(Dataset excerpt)
--------------------------------------------------
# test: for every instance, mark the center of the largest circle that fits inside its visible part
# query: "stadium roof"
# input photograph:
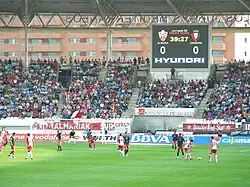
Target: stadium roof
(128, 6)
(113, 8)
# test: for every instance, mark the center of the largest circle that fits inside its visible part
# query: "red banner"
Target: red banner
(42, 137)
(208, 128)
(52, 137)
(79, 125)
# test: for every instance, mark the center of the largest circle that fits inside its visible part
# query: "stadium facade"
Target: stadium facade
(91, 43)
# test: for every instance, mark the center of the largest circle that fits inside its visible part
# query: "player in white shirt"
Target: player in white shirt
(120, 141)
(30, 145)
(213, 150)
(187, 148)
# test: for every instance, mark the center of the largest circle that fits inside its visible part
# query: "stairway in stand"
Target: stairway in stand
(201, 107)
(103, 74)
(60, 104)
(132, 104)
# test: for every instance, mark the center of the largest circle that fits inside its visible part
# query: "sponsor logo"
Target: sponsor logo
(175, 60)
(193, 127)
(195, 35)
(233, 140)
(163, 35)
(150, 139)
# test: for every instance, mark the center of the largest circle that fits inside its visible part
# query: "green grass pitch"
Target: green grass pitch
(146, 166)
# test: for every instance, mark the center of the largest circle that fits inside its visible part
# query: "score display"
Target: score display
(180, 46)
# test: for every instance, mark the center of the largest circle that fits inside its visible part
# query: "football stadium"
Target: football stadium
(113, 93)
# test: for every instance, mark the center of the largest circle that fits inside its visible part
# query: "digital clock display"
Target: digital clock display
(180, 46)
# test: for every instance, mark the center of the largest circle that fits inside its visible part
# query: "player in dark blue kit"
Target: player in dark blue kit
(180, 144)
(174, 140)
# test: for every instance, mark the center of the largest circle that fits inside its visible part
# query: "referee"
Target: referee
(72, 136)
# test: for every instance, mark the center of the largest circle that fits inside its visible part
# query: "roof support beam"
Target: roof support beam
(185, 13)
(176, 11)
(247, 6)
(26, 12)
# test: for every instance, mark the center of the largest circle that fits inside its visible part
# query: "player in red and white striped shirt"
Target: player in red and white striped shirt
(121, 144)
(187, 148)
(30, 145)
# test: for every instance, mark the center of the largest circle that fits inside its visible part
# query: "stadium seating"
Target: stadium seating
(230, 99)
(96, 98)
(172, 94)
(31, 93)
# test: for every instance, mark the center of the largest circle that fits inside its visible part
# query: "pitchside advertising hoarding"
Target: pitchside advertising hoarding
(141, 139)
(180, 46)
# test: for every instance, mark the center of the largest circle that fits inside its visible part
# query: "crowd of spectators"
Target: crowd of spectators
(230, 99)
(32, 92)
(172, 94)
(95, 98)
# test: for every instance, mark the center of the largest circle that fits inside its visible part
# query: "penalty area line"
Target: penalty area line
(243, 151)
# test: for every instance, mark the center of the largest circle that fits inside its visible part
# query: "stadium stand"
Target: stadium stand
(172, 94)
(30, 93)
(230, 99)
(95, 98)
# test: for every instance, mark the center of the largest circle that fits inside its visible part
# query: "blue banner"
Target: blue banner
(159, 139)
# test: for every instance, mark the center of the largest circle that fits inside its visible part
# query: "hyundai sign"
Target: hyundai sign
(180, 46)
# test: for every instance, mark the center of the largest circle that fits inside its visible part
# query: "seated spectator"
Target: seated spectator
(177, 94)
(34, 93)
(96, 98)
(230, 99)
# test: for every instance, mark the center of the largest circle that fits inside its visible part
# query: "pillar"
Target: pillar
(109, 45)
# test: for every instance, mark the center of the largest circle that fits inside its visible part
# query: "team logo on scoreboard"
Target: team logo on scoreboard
--------------------------------------------------
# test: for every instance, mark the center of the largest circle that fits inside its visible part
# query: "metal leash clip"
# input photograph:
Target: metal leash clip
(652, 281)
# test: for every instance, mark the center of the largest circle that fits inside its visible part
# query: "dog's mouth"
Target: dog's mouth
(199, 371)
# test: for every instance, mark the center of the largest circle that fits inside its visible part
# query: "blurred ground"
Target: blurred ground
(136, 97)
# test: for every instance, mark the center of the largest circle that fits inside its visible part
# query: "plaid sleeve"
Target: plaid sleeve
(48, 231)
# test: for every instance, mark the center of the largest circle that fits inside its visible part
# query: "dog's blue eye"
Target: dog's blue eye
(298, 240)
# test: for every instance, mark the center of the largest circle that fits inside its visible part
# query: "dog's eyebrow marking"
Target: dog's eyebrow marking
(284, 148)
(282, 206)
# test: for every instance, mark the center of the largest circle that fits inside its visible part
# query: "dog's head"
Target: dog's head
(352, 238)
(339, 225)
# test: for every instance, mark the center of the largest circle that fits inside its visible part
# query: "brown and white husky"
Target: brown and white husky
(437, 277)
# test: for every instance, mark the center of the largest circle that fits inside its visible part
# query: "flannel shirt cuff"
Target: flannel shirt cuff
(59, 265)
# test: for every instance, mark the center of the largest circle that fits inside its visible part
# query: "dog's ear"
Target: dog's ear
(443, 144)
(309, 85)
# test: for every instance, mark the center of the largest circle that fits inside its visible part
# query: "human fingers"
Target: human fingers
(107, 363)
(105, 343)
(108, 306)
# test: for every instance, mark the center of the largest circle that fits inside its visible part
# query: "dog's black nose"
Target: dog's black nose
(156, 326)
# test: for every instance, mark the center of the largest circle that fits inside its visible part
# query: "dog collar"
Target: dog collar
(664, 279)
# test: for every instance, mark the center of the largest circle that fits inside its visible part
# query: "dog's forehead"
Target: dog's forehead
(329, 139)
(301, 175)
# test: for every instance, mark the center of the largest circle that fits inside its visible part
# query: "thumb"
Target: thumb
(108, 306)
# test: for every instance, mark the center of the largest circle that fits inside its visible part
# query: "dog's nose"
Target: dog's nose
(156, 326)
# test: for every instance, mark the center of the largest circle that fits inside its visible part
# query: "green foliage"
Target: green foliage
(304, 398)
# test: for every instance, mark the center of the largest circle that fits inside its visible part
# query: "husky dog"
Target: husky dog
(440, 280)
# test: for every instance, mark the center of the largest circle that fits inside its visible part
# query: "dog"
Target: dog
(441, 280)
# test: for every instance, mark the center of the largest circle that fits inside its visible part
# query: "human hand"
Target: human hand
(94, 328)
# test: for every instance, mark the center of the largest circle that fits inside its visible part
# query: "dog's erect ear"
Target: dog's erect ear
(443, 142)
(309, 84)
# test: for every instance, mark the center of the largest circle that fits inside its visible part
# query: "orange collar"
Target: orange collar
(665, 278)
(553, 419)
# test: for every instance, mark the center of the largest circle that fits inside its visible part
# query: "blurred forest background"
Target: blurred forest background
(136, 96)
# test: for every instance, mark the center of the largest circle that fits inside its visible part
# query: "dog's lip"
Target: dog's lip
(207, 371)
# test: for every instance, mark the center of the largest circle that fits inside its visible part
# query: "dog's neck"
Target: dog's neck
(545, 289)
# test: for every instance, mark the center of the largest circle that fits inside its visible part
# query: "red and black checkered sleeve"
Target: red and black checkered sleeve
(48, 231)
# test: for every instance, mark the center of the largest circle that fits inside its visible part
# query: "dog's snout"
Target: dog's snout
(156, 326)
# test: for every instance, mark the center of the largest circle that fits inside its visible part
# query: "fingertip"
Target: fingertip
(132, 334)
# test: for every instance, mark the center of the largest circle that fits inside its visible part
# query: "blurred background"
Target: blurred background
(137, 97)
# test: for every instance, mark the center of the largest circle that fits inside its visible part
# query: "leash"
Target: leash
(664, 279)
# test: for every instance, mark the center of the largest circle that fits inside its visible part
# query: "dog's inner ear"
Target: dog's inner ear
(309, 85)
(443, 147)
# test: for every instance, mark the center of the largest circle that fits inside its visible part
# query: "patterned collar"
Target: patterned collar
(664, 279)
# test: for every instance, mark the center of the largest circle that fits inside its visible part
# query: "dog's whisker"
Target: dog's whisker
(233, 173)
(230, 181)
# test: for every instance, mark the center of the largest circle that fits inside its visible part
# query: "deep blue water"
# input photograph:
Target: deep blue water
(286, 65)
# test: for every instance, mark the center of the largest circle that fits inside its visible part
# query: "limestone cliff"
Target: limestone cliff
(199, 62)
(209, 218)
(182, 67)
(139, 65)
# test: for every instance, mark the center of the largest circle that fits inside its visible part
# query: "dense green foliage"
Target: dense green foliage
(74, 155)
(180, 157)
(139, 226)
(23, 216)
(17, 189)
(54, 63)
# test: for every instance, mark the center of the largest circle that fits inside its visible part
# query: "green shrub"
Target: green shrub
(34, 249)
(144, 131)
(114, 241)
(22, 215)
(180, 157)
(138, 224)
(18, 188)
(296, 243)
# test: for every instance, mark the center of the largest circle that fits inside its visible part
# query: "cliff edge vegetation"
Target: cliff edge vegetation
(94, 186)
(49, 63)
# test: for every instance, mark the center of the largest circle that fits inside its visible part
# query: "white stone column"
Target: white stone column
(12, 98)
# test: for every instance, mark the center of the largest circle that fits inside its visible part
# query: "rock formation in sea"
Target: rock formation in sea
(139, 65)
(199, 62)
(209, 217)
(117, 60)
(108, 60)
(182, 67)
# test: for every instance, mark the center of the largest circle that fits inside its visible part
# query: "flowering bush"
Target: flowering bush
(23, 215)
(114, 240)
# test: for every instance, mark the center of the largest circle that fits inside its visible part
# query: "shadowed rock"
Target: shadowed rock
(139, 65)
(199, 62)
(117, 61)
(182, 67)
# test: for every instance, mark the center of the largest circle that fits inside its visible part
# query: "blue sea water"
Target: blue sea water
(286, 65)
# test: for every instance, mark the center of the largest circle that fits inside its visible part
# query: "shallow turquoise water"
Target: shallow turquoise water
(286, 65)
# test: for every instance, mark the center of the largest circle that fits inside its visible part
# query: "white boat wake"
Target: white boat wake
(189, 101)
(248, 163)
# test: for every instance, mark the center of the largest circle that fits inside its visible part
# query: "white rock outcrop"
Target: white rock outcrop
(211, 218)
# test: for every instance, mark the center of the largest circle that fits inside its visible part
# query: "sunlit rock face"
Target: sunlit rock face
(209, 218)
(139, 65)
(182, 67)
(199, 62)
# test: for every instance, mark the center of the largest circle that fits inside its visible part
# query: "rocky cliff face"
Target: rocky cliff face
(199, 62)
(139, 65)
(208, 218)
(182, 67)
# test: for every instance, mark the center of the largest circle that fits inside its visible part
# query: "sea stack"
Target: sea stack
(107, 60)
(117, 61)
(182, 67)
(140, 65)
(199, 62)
--------------------------------------------------
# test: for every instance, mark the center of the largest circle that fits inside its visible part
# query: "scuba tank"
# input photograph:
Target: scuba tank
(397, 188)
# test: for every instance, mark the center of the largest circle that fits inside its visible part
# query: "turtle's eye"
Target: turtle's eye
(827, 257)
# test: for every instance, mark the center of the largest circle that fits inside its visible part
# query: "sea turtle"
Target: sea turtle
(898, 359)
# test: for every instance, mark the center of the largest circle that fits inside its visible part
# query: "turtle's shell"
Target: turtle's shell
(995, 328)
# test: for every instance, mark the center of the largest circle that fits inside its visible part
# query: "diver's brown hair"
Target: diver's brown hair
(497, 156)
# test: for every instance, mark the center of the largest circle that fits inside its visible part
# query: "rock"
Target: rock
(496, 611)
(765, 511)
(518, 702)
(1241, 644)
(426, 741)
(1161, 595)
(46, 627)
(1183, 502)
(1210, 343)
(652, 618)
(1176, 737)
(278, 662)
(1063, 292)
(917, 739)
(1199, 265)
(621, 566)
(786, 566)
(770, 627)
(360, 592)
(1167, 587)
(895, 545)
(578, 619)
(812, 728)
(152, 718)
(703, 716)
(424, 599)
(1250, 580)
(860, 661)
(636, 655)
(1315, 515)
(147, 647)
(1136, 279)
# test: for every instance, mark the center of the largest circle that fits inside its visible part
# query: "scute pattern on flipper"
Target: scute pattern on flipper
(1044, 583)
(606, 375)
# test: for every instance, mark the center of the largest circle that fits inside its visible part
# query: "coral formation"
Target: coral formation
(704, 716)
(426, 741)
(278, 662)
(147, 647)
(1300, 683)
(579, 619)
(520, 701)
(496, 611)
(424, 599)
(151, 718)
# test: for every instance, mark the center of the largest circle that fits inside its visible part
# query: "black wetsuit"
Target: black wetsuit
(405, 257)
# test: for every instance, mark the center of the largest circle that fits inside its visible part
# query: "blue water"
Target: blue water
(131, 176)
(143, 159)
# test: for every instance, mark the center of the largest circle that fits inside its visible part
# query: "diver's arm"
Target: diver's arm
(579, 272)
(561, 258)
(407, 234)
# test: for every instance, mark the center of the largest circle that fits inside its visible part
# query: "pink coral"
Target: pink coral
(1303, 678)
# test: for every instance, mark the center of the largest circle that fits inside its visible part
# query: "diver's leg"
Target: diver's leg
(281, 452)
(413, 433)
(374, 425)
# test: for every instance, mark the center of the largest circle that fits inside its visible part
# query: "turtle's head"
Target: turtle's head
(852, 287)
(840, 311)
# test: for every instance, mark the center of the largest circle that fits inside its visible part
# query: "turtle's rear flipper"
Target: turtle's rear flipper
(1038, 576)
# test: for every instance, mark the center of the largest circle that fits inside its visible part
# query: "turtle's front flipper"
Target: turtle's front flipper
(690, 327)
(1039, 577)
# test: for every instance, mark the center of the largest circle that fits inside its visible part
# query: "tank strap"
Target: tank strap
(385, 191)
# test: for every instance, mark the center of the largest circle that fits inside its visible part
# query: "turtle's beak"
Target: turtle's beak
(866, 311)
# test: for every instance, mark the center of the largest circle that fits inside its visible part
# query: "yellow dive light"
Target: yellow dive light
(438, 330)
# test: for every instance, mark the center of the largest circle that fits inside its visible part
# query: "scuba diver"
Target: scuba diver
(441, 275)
--------------------------------------------------
Directive: Select every line in the data above that contains the string "fingers". Case counts.

Exercise answer:
# query: "human fingers"
Target: human fingers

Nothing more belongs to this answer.